Directive — Copy out every one of the following records line for line, without changing a single character.

Data excerpts —
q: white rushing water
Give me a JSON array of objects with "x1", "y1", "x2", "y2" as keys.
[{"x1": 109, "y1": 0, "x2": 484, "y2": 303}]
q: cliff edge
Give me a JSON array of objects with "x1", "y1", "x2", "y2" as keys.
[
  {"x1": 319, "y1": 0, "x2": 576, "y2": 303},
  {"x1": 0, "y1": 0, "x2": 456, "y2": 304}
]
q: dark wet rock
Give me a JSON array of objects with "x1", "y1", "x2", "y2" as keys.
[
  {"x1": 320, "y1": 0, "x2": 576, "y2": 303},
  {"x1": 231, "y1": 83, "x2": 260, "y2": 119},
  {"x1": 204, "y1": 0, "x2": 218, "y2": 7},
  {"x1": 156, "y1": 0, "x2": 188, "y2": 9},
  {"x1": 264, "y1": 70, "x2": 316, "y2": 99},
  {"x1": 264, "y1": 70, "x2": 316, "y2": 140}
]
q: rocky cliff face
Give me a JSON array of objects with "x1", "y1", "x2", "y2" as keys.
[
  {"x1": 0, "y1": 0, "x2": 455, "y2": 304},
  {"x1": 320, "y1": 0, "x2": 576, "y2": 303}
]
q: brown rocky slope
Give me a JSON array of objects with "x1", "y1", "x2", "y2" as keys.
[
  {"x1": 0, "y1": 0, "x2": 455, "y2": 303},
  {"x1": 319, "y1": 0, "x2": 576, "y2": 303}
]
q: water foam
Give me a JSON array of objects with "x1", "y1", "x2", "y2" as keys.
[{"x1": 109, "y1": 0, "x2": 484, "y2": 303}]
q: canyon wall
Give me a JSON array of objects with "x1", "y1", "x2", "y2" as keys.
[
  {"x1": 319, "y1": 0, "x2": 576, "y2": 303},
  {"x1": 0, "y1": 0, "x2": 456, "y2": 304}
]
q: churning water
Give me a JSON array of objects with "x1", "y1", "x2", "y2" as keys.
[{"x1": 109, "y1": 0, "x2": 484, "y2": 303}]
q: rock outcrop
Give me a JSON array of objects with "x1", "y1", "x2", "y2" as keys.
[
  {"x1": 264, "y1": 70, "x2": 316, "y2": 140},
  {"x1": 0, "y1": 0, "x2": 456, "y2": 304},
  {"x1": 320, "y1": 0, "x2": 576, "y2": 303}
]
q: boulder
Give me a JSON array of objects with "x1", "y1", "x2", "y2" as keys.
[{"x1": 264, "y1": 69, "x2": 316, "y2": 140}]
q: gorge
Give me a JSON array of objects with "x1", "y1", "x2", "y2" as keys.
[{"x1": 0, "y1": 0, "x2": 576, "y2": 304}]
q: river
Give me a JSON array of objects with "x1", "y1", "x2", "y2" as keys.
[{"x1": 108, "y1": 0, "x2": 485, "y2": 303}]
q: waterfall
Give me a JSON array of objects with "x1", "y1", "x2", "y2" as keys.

The completed task —
q: white rushing water
Give me a JSON array of objects with "x1", "y1", "x2", "y2" as keys.
[{"x1": 109, "y1": 0, "x2": 484, "y2": 303}]
q: cliff edge
Give me a JSON array of objects with "x1", "y1", "x2", "y2" as keys.
[
  {"x1": 319, "y1": 0, "x2": 576, "y2": 303},
  {"x1": 0, "y1": 0, "x2": 456, "y2": 304}
]
q: dark wet rock
Give me a JSON array of objects with "x1", "y1", "x2", "y2" as keys.
[
  {"x1": 320, "y1": 0, "x2": 576, "y2": 303},
  {"x1": 231, "y1": 83, "x2": 260, "y2": 119},
  {"x1": 204, "y1": 0, "x2": 218, "y2": 7},
  {"x1": 156, "y1": 0, "x2": 188, "y2": 9},
  {"x1": 264, "y1": 70, "x2": 316, "y2": 99},
  {"x1": 264, "y1": 70, "x2": 316, "y2": 140}
]
q: rocky cliff face
Give me a JSON array of objects with "x1", "y1", "x2", "y2" as keys.
[
  {"x1": 0, "y1": 0, "x2": 455, "y2": 304},
  {"x1": 320, "y1": 0, "x2": 576, "y2": 303}
]
q: brown rocky slope
Give me a JSON array of objects with "x1", "y1", "x2", "y2" as keys.
[
  {"x1": 0, "y1": 0, "x2": 455, "y2": 303},
  {"x1": 319, "y1": 0, "x2": 576, "y2": 303}
]
q: water foam
Give me a JSON array of objects with "x1", "y1", "x2", "y2" as keys.
[{"x1": 109, "y1": 0, "x2": 484, "y2": 303}]
q: canyon wall
Give me a JSON array of objects with "x1", "y1", "x2", "y2" as keys.
[
  {"x1": 319, "y1": 0, "x2": 576, "y2": 303},
  {"x1": 0, "y1": 0, "x2": 456, "y2": 304}
]
q: churning water
Give me a JSON array of objects with "x1", "y1", "x2", "y2" as keys.
[{"x1": 109, "y1": 0, "x2": 484, "y2": 303}]
q: rock outcrop
Give me a JSON array of objects with "x1", "y1", "x2", "y2" as keys.
[
  {"x1": 264, "y1": 70, "x2": 316, "y2": 140},
  {"x1": 0, "y1": 0, "x2": 456, "y2": 304},
  {"x1": 320, "y1": 0, "x2": 576, "y2": 303}
]
q: boulder
Give me a JSON array of objects with "x1", "y1", "x2", "y2" as keys.
[{"x1": 264, "y1": 69, "x2": 316, "y2": 140}]
q: gorge
Give me a JSON array of objects with "x1", "y1", "x2", "y2" as keys.
[{"x1": 0, "y1": 0, "x2": 576, "y2": 304}]
q: river
Give me a JSON array of objects with "x1", "y1", "x2", "y2" as keys.
[{"x1": 108, "y1": 0, "x2": 485, "y2": 303}]
q: waterfall
Give me a JSON array of objects with "x1", "y1", "x2", "y2" as keys.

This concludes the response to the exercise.